Which lines of the entries below run from the one holding "Target: white golf cart" to the one holding "156, row 1134.", inclusive? Set down exactly those lines and no others.

▬▬▬▬▬▬

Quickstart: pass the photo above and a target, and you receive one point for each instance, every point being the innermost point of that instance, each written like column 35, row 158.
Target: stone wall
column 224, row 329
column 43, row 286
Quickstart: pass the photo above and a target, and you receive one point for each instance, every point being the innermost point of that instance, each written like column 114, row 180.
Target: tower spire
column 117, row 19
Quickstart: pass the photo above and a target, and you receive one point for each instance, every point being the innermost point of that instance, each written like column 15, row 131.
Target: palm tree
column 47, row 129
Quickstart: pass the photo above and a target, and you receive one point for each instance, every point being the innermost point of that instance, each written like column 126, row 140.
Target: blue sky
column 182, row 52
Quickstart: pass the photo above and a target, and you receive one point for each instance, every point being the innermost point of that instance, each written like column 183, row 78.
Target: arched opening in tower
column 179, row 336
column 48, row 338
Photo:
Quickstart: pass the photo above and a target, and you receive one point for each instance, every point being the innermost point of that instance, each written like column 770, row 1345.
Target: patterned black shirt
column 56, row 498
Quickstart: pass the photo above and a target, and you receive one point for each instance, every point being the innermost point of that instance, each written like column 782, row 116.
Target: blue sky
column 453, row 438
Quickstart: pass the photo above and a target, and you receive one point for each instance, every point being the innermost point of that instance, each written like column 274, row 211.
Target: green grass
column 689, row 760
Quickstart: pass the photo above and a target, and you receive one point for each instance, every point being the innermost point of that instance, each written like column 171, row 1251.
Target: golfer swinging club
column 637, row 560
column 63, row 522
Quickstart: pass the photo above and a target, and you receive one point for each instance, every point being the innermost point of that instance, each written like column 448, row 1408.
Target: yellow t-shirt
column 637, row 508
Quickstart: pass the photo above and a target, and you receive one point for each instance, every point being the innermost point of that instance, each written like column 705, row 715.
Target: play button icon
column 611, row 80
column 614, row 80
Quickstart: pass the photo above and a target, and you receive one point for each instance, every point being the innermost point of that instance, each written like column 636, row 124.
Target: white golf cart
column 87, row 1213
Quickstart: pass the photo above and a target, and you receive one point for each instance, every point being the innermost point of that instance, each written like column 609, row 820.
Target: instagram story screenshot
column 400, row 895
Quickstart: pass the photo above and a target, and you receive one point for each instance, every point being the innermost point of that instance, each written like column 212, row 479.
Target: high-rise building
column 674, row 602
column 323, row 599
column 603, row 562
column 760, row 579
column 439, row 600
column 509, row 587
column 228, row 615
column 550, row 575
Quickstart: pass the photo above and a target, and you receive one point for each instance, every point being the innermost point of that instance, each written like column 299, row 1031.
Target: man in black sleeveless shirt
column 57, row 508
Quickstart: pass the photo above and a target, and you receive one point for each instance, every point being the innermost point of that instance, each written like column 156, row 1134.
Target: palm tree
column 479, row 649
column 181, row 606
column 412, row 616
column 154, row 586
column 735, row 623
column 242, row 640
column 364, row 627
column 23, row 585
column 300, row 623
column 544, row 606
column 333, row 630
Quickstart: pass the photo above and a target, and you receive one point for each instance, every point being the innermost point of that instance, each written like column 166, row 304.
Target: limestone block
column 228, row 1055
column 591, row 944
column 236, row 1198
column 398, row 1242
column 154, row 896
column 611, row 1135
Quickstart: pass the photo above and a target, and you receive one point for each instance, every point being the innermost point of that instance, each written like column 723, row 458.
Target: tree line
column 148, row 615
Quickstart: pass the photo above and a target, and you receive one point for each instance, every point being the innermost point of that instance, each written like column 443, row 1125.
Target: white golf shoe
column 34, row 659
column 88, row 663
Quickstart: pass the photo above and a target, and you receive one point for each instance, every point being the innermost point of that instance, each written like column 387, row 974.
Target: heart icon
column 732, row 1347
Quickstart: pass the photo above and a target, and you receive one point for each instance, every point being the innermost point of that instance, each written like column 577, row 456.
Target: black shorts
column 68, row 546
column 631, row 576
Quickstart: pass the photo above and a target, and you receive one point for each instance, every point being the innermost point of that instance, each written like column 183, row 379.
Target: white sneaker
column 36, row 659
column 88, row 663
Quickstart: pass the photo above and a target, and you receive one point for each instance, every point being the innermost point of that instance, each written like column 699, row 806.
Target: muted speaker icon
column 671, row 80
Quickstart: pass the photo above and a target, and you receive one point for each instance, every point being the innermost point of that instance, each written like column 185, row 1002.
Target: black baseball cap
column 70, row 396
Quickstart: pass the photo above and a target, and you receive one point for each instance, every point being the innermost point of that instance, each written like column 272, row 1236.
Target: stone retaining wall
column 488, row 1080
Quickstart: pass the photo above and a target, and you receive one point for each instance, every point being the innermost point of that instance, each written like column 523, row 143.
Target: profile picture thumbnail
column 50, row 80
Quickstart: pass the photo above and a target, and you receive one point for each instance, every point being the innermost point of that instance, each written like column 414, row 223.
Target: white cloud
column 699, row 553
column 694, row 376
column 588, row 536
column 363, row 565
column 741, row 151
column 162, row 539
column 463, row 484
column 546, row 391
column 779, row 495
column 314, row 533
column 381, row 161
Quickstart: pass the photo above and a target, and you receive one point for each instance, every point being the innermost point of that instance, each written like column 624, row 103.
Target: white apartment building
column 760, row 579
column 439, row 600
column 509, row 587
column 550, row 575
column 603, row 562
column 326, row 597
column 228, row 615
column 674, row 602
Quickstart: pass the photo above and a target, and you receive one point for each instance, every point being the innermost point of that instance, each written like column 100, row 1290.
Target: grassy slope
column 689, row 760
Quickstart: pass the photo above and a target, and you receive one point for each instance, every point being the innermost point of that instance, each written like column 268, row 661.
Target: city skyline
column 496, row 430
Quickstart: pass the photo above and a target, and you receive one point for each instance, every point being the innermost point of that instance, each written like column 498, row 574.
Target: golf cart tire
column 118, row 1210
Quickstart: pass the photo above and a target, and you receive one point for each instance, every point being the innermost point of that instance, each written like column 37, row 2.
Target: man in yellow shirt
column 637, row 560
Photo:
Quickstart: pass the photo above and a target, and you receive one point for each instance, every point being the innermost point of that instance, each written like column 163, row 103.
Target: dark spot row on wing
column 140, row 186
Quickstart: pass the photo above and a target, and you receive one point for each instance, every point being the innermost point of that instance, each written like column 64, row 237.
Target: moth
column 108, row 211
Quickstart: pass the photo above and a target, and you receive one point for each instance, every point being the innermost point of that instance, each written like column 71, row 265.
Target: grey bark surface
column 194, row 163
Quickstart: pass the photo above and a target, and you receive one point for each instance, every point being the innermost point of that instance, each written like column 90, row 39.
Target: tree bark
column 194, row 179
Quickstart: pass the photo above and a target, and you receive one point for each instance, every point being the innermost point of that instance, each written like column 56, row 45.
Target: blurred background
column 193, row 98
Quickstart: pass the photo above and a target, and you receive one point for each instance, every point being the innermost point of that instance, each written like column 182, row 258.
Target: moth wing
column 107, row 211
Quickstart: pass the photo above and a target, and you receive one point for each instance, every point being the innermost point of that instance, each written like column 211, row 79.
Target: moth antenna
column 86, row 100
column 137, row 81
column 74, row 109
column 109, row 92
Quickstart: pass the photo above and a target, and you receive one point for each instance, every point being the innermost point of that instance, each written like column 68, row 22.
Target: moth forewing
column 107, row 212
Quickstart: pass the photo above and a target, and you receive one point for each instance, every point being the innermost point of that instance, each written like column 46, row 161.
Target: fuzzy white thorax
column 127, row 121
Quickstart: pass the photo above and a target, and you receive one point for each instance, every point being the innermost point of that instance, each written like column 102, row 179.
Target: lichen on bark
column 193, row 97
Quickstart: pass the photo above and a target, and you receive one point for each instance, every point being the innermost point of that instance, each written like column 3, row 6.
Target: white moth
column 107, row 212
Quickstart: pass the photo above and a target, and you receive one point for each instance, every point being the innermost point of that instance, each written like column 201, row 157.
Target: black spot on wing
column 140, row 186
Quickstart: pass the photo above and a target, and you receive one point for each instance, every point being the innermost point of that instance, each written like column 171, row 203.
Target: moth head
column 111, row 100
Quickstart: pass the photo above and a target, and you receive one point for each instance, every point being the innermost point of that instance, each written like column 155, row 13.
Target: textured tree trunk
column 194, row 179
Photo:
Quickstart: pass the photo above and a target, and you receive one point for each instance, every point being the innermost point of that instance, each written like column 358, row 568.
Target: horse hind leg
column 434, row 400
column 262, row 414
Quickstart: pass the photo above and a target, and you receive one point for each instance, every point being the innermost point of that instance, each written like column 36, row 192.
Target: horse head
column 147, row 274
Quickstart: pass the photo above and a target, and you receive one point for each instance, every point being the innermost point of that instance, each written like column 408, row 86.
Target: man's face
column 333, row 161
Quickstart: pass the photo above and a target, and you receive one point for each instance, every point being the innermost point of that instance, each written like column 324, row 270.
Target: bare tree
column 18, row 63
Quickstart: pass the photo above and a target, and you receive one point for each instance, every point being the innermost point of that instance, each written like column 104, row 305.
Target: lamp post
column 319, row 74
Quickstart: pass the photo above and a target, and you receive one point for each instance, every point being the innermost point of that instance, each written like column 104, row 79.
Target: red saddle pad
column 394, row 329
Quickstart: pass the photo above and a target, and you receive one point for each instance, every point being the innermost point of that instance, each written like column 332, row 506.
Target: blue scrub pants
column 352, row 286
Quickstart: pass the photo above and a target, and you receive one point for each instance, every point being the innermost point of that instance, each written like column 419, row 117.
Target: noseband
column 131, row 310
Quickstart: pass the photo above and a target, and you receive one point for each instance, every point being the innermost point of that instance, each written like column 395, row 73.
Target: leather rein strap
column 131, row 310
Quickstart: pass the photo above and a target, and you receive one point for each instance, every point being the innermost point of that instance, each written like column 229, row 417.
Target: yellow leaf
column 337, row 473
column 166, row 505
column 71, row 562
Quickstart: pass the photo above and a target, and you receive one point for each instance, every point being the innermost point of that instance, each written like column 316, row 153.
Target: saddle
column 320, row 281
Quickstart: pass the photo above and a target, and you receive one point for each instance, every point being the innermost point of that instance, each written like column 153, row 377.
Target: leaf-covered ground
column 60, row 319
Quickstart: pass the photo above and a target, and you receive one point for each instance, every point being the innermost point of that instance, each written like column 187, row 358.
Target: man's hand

▬▬▬▬▬▬

> **Written response**
Target: white golf cart
column 87, row 1213
Quickstart: pass the photo above and a target, and you receive one point for each instance, every point being the innermost point of that instance, each written like column 609, row 820.
Target: instagram story screenshot
column 400, row 895
Quickstart: pass the photo above and a target, and you receive one point for each instance, every point being the innermost point of that instance, each written like column 212, row 479.
Target: high-rise building
column 674, row 602
column 323, row 599
column 603, row 562
column 760, row 579
column 439, row 600
column 509, row 587
column 228, row 615
column 550, row 575
Quickstart: pass the photo above and a target, and you receive one point for each instance, every point being the innermost point of that instance, each written like column 299, row 1031.
Target: man in black sleeveless shirt
column 57, row 508
Quickstart: pass the photo above and a target, and you receive one point for each instance, every point being the innermost point of that instance, each written like column 156, row 1134.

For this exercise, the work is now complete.